(Problema curto) Atualize os registros abaixo, por favor: reescreva todas as linhas trocando "sitting cheetah" por "running cheetah" e deixando todo o resto sem alteração.

(Dados da tarefa)
■ ■ ■ ■ ■

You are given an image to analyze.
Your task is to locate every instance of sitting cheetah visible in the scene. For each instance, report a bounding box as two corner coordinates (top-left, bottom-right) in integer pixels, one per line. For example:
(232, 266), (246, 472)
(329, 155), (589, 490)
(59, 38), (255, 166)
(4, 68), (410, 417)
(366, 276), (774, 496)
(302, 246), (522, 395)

■ ■ ■ ■ ■

(Resposta da tarefa)
You are given an image to analyze.
Your task is to locate every instance of running cheetah visible in the scene. For each instance, report a bounding box as two corner coordinates (top-left, bottom-right) in integer pixels, one per line. For example:
(232, 266), (246, 472)
(329, 155), (589, 490)
(59, 38), (255, 166)
(4, 68), (410, 417)
(366, 276), (774, 496)
(302, 246), (522, 395)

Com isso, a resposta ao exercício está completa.